What the exercise asks |
Search the records for the word "flower". Copy every line where it appears.
BEGIN
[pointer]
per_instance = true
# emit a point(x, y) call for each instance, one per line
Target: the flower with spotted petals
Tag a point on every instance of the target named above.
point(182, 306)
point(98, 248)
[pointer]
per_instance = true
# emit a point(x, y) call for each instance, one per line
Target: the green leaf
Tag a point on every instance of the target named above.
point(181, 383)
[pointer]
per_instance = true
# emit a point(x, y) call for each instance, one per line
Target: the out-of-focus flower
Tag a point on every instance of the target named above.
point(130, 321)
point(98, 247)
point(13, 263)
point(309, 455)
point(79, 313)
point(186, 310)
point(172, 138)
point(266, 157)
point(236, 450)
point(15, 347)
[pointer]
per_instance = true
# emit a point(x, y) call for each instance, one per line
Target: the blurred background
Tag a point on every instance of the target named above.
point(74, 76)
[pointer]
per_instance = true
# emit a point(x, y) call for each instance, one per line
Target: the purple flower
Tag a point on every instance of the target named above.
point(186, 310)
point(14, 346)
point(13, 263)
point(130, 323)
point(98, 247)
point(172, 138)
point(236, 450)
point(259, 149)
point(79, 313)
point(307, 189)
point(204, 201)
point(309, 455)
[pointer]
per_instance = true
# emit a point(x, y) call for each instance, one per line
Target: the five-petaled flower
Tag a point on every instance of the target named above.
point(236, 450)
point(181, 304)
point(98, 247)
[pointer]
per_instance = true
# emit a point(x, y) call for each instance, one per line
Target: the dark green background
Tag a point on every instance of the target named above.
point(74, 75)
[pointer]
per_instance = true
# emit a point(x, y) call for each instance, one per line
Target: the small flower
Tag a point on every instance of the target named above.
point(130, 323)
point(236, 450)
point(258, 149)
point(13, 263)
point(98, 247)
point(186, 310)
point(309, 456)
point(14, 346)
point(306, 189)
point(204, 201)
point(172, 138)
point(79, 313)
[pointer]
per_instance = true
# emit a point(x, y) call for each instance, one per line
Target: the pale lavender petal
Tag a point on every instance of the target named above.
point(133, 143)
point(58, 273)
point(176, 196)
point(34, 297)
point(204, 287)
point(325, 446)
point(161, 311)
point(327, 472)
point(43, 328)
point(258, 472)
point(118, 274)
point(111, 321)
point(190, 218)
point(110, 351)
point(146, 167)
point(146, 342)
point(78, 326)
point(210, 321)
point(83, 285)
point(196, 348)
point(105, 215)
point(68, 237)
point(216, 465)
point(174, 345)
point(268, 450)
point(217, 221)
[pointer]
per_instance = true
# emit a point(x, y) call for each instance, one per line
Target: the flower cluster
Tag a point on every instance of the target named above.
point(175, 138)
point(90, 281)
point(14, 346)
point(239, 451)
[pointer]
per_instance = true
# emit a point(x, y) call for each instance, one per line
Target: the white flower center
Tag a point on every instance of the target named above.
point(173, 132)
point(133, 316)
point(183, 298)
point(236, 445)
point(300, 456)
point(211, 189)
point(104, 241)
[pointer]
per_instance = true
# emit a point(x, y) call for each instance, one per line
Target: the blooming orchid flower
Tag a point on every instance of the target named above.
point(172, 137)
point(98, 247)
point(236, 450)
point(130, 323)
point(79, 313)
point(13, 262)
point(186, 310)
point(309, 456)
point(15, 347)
END
Result of this task |
Target: the flower with spotted petals
Target: the out-of-focus flower
Target: the purple flower
Target: the five-petaled flower
Target: the small flower
Target: the flower cluster
Target: the white flower center
Target: the blooming orchid flower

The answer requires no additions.